[AVAILABLE DATA — start]
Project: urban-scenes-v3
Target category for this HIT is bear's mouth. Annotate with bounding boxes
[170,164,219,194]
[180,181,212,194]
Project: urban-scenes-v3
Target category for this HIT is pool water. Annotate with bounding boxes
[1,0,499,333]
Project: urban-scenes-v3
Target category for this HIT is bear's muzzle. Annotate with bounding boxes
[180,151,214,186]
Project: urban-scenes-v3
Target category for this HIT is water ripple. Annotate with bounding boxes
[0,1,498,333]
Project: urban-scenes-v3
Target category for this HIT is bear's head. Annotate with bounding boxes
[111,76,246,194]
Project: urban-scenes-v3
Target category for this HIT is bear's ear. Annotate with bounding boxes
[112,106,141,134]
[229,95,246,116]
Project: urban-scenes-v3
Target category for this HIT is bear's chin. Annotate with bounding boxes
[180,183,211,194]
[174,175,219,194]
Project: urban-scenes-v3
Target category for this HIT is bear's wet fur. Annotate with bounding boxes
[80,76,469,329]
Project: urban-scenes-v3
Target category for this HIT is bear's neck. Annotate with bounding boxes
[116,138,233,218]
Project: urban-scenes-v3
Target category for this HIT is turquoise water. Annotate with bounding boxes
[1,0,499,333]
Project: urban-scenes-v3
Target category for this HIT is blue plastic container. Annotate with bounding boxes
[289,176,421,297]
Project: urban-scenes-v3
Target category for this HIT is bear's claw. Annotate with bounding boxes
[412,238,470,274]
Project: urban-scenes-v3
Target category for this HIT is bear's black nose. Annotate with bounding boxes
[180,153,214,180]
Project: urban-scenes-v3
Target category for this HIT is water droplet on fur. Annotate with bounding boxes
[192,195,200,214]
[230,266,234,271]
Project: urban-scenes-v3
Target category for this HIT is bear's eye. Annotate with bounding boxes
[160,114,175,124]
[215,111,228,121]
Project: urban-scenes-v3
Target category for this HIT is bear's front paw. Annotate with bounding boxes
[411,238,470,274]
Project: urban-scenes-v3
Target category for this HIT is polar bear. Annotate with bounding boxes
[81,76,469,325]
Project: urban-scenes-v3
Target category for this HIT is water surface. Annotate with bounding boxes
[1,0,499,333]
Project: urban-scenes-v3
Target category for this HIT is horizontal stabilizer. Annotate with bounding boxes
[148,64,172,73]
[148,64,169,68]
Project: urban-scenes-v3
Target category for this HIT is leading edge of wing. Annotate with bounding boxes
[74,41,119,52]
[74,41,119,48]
[AVAILABLE DATA — finish]
ASSIGNED TASK: Would you please copy the whole listing exactly as given?

EXERCISE OUTPUT:
Project: urban-scenes-v3
Target category for this HIT is bear's mouth. Annotate with bounding boxes
[170,164,219,194]
[180,181,212,194]
Project: urban-scenes-v3
Target category for this HIT is pool water. Annotate with bounding boxes
[1,0,499,333]
Project: urban-scenes-v3
Target category for this HIT is bear's muzzle. Annotate with bounding boxes
[180,151,214,186]
Project: urban-scenes-v3
Target category for this HIT is water ripple. Annotate with bounding boxes
[0,1,498,333]
Project: urban-scenes-v3
Target category for this HIT is bear's head. Annotate with bounding boxes
[111,76,246,194]
Project: urban-scenes-v3
Target category for this HIT is bear's ear. Annotate with bounding boxes
[112,106,141,134]
[229,95,246,116]
Project: urban-scenes-v3
Target category for this HIT is bear's chin. Annotate with bounding boxes
[180,183,211,194]
[174,175,219,194]
Project: urban-scenes-v3
Target category for this HIT is bear's wet fur. Annotate with bounding boxes
[80,76,469,329]
Project: urban-scenes-v3
Target category for this HIT is bear's neck. Annotate with bounding boxes
[116,138,233,218]
Project: urban-scenes-v3
Target category for this HIT is turquoise water. Annotate with bounding boxes
[1,0,499,333]
Project: urban-scenes-v3
Target category for this HIT is blue plastic container. Annotate with bounding boxes
[289,176,421,297]
Project: urban-scenes-v3
Target category for this HIT is bear's claw. Annotate with bounding boxes
[412,238,470,274]
Project: urban-scenes-v3
Target category for this HIT is bear's black nose. Annotate with bounding boxes
[180,153,214,180]
Project: urban-scenes-v3
Target category for this HIT is water droplet on fur. Annotate with bounding boxes
[192,195,200,214]
[230,266,234,271]
Project: urban-scenes-v3
Target category for this HIT is bear's eye. Annotate with bounding boxes
[160,114,175,124]
[215,111,228,121]
Project: urban-scenes-v3
Target category for this HIT is bear's front paw. Annotate with bounding boxes
[411,238,470,274]
Project: urban-scenes-v3
Target category for this HIT is polar bear. Annotate with bounding boxes
[81,76,469,325]
Project: urban-scenes-v3
Target category for this HIT is water surface. Annotate with bounding boxes
[1,0,499,333]
Project: urban-scenes-v3
Target category for this HIT is horizontal stabilizer. Annotate with bounding boxes
[148,64,172,73]
[148,64,169,68]
Project: urban-scenes-v3
Target category for this HIT is leading edge of wing. Annotate with bounding boxes
[74,41,119,52]
[74,41,119,48]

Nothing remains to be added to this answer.